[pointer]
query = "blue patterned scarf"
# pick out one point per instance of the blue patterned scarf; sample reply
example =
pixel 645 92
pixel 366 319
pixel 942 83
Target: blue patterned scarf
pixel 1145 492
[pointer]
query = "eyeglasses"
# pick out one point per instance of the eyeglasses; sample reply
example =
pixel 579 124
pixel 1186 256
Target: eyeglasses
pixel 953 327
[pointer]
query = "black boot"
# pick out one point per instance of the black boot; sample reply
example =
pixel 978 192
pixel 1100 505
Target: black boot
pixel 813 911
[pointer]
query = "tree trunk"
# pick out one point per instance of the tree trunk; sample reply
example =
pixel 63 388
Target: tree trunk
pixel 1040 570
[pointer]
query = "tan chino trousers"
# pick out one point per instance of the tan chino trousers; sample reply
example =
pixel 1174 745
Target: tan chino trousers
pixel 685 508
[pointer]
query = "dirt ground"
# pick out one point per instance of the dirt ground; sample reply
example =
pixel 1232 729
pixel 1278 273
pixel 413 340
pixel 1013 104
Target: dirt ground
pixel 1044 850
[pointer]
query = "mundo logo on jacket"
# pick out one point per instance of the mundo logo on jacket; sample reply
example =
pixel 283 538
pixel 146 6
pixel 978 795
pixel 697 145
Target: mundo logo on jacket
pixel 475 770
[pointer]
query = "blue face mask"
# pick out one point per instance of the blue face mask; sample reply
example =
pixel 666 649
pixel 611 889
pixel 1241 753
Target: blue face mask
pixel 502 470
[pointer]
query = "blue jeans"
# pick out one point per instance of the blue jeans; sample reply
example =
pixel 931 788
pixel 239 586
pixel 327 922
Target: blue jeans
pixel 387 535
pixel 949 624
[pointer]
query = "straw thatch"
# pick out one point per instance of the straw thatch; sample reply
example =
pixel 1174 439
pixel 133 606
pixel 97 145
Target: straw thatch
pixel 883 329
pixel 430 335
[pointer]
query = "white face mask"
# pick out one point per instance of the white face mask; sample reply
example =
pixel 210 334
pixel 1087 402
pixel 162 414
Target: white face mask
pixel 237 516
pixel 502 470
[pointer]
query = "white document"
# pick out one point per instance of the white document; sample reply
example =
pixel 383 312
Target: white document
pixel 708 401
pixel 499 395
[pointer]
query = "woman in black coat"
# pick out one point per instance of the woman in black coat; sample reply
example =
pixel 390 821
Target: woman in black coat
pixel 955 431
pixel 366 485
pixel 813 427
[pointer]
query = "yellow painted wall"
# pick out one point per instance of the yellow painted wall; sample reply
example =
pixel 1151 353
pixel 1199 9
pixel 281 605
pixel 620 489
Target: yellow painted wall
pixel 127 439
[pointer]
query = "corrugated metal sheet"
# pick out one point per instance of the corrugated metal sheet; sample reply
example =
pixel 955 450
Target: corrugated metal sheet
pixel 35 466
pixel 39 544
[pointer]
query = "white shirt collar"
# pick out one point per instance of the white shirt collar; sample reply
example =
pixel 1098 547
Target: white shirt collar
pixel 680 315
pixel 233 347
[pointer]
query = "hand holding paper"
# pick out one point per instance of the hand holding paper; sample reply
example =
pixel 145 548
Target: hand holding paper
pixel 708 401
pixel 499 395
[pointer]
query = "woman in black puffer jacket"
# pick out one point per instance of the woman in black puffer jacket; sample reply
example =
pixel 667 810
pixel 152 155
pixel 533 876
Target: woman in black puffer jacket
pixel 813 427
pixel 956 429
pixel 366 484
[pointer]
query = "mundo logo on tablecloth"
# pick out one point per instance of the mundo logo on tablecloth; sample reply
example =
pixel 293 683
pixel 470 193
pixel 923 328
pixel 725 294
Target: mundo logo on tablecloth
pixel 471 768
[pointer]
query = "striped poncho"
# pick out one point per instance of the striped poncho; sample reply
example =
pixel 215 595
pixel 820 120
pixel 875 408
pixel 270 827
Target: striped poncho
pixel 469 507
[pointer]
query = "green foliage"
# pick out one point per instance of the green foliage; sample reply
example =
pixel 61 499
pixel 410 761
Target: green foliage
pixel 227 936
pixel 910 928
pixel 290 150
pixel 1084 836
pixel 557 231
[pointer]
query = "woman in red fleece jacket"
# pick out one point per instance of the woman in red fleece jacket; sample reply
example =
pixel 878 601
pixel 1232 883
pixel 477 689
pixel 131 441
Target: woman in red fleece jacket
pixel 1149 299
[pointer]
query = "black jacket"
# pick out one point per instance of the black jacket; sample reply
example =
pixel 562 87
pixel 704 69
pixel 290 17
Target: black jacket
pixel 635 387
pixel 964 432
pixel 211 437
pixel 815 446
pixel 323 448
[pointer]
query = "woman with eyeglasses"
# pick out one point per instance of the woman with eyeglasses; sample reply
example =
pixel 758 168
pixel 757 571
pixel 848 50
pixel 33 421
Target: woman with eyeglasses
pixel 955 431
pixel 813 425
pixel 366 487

++++++

上記の行のうち、文字列「black」を含む行の数を数え、その数のみを答えてください。大文字と小文字は区別されます。

### 課題の結果:
12